Write out all the material exactly. Leave nothing out.
----- Listing
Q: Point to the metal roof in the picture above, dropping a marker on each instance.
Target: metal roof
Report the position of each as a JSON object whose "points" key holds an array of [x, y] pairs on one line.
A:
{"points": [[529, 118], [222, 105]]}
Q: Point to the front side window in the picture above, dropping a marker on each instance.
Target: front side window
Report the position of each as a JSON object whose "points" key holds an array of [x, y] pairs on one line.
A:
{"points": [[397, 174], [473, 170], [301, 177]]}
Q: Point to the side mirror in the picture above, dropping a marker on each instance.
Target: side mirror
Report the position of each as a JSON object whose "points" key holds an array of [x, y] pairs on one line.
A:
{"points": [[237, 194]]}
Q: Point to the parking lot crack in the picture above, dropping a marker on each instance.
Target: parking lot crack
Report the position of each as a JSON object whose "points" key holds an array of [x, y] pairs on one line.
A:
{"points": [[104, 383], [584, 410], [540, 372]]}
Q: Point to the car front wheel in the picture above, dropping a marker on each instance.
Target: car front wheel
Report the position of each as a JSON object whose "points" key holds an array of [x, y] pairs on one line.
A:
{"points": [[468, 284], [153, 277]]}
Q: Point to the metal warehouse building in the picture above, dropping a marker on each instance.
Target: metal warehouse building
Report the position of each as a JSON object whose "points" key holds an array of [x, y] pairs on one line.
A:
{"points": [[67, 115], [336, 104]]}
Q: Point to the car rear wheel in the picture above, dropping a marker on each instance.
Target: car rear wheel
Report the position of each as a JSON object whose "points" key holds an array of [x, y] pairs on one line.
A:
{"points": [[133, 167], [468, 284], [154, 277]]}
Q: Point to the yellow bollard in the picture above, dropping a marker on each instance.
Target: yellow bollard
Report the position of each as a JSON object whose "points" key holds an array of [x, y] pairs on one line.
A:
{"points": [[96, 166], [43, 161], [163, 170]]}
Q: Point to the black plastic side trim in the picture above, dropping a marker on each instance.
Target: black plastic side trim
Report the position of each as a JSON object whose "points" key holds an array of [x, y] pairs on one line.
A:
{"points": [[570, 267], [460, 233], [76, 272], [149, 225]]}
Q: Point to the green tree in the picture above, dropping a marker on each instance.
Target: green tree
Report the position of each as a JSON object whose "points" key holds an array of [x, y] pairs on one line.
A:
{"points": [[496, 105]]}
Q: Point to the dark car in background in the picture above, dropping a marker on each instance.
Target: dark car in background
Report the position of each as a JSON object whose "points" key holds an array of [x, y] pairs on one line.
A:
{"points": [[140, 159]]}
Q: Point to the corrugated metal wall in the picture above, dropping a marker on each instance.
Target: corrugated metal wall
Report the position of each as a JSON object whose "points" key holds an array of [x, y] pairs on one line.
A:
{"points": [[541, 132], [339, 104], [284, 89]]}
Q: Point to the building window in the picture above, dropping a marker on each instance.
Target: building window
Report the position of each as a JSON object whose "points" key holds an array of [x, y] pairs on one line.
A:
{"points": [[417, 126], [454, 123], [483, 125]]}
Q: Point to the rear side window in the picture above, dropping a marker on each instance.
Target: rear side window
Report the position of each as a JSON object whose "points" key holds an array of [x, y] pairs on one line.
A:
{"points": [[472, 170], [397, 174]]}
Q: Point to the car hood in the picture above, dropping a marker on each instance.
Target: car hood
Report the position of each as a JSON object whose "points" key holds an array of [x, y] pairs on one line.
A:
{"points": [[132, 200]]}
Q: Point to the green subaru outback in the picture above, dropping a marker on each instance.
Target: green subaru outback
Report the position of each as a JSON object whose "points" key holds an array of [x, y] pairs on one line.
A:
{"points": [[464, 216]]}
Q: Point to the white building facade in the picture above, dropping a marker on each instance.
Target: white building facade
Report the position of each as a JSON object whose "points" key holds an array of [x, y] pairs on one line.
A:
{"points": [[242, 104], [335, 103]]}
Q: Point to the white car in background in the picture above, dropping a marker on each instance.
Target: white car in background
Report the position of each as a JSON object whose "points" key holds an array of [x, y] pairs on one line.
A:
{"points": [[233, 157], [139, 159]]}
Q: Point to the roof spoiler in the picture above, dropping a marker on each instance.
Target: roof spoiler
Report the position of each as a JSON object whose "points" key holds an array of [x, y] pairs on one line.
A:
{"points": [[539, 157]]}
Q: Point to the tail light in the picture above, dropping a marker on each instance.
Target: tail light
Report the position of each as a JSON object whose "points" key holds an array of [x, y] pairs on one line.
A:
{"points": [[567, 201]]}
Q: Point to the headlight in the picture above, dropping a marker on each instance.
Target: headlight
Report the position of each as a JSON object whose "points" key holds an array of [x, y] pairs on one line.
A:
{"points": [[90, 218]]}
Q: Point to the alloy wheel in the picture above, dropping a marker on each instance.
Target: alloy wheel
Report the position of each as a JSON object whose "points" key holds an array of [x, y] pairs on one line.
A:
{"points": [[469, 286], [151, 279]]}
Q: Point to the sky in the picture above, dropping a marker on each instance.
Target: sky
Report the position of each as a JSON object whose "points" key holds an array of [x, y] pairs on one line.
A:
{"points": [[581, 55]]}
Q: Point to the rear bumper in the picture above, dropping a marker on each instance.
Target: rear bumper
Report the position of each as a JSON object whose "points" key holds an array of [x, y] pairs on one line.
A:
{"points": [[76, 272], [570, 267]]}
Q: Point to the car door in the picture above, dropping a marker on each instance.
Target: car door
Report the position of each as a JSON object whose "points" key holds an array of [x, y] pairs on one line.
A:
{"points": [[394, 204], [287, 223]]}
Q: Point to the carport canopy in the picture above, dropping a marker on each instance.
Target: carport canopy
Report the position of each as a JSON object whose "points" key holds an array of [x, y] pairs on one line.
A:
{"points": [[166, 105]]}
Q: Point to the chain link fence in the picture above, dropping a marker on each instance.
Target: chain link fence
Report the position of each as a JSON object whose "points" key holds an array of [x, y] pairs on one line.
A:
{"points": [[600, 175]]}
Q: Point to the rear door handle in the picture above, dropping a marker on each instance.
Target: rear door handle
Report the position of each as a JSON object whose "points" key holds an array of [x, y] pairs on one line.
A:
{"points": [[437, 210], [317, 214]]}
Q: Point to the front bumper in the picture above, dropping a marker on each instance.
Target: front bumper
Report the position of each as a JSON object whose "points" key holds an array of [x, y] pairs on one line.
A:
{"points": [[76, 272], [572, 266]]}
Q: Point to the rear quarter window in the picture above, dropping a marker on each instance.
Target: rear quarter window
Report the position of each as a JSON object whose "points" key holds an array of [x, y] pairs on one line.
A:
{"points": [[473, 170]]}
----------
- _Full answer_
Q: Point to the metal roof in the picture above, dropping a marker on each instance.
Target: metal roof
Report the position of each as a JSON object whose "points" key holds an array of [x, y] pairs on one line.
A:
{"points": [[529, 118], [222, 105]]}
Q: Point to the front side window in the picture above, dropping a marker on each instance.
Target: front side window
Report the position of each as a JSON object whose "points" key holds an array of [x, y] pairs on one line.
A:
{"points": [[397, 174], [473, 170], [301, 177]]}
Q: Point to the side mirror in the picture above, dropping a marker on each instance.
Target: side mirror
Report the position of each as a JSON object whose "points" key holds an array of [x, y] pairs on one line.
A:
{"points": [[237, 194]]}
Q: Point to the parking lot crack in the picture above, dropping a marker on each instance.
Target: parking lot crack
Report the position of each as a JSON object whose "points" key holds an array of [x, y] pairs on one line.
A:
{"points": [[104, 383], [584, 410], [540, 372]]}
Q: Point to the car front wheel in the picture above, dropping a marker on each instance.
Target: car front wheel
Report the position of each as a JSON object whose "points" key holds an array of [x, y] pairs on one line.
A:
{"points": [[468, 284], [153, 277]]}
Q: Point to the metal warehouse building in the picture above, dropping a marker on each instance.
Target: metal warehouse building
Report the position of each as a JSON object whose "points" key holds an array of [x, y] pairs on one line.
A:
{"points": [[67, 115], [336, 104]]}
Q: Point to the car rear wheel in the picture above, dropping a marker on each instance.
Target: car rear wheel
Report the position of each as a JSON object whose "points" key holds an array of [x, y] pairs on one line.
A:
{"points": [[133, 167], [468, 284], [154, 277]]}
Q: Point to the yellow bollard in the picture above, dropping a marker on each instance.
Target: yellow bollard
Report the position of each as a JSON object whose "points" key holds an array of [x, y] pairs on one line.
A:
{"points": [[96, 166], [43, 161], [163, 170]]}
Q: Point to the black plastic side trim in the picture above, dropping a marker on each instance.
Target: black plastic side trim
Report the position of each as a JSON object whose "points" key holds an array of [x, y] pairs on one line.
A:
{"points": [[570, 267], [460, 233], [76, 272], [149, 225]]}
Q: Point to the green tree in the picture above, dropping a marker on each instance.
Target: green tree
Report the position of each as a JSON object whose "points" key holds an array of [x, y] pairs on one line.
A:
{"points": [[496, 105]]}
Q: Point to the dark car in background in the picture above, dropping a marker on each instance.
Target: dark car in background
Report the position of each as a JSON object whose "points" key holds an array of [x, y] pairs on one line.
A:
{"points": [[140, 159]]}
Q: Point to the corrugated metal wall in the picture above, dropping a marker on each instance.
Target: corrugated metal wall
Report the position of each as a JSON object whose "points" key holds an array of [x, y] pairs on one line.
A:
{"points": [[541, 132], [339, 104], [284, 89]]}
Q: Point to the building window in the picture above, dropping a marker on each instance.
Target: building window
Report the position of each as a JSON object whose "points" key holds an array of [x, y] pairs on one line.
A:
{"points": [[417, 126], [454, 123], [483, 125]]}
Q: Point to the rear side window in the picture above, dropping a marker on each instance.
Target: rear side window
Report the position of each as a JSON object whose "points" key holds an array of [x, y] pairs on one line.
A:
{"points": [[472, 170], [397, 174]]}
Q: Point to the car hood in the picture above, dropping a marker on each instance.
Target: car hood
Report the position of each as a JSON object whose "points" key holds an array of [x, y] pairs on one line.
A:
{"points": [[132, 200]]}
Q: Point to the green subaru outback in the picture above, dropping a marker on each instance.
Target: green subaru outback
Report the position of each as a JSON object whose "points" key holds an array of [x, y] pairs on one line.
A:
{"points": [[464, 216]]}
Q: Point to the white building facade in the picture above, dropping a marker on each instance.
Target: white building facade
Report the position of each as a JSON object whose "points" key holds an array of [x, y] pairs on one line.
A:
{"points": [[242, 104], [335, 103]]}
Q: Point to the white car in background in the picture above, dropping a marker on each instance.
Target: white car in background
Report the position of each as a JSON object whose "points" key holds an array of [x, y] pairs on one line.
A:
{"points": [[233, 157], [139, 159]]}
Q: Point to the roof spoiler in the picture above, dropping a marker on each instance.
Target: roof spoiler
Report the position of each as a JSON object whose "points" key holds an array of [x, y] pairs on one line.
A:
{"points": [[539, 157]]}
Q: Point to the tail light in the picture above, dropping a marker on each instance.
Target: tail light
Report the position of each as a JSON object whose "points" key holds an array of [x, y] pairs on one line.
A:
{"points": [[567, 201]]}
Q: Point to the headlight in the picture above, dropping a marker on each instance.
Target: headlight
Report the position of each as a JSON object whose "points" key holds an array of [x, y] pairs on one line.
A:
{"points": [[90, 218]]}
Q: Point to the alloy wheel in the picture above, dropping a marker on each instance.
Target: alloy wheel
Report the position of each as a JSON object whose "points" key holds an array of [x, y] pairs on one line.
A:
{"points": [[469, 286], [151, 279]]}
Q: Point to the sky in the picture above, dropping a marker on each instance.
Target: sky
Report the position of each as a JSON object whose "points" key holds an array of [x, y] pairs on one line.
A:
{"points": [[581, 55]]}
Q: Point to the rear bumper in the picture above, dropping a marker on each instance.
Target: rear bumper
Report the position of each as a JSON object whose "points" key holds an array of [x, y] pairs on one line.
A:
{"points": [[76, 272], [570, 267]]}
Q: Point to the car door in the picture above, dropping a marker on each instance.
Target: car door
Report the position of each as a JSON object whose "points" key holds an array of [x, y] pairs on one line.
A:
{"points": [[394, 204], [287, 223]]}
Q: Point to the carport canopy in the picture above, dropping a marker on each instance.
Target: carport canopy
Report the position of each as a JSON object whose "points" key holds an array of [x, y] pairs on one line.
A:
{"points": [[166, 105]]}
Q: Point to the chain link fence in the picture above, dropping a marker on each instance.
Target: chain link fence
Report the position of each as a JSON object whose "points" key holds an array of [x, y] pairs on one line.
A:
{"points": [[600, 175]]}
Q: Point to the rear door handle in the picture above, dropping a marker on each instance.
Target: rear door handle
Report the position of each as a JSON object whose "points" key holds an array of [x, y] pairs on one line.
A:
{"points": [[437, 210], [317, 214]]}
Q: Point to the front bumper in the picture above, dropping a marker on each instance.
Target: front bumper
Report the position of each as a JSON object whose "points" key holds an array of [x, y] pairs on one line.
A:
{"points": [[76, 272], [572, 266]]}
Q: Point to the rear quarter window in the picture above, dropping a marker on each instance.
Target: rear quarter window
Report the position of each as a JSON object whose "points" key holds an array of [x, y] pairs on one line.
A:
{"points": [[473, 170]]}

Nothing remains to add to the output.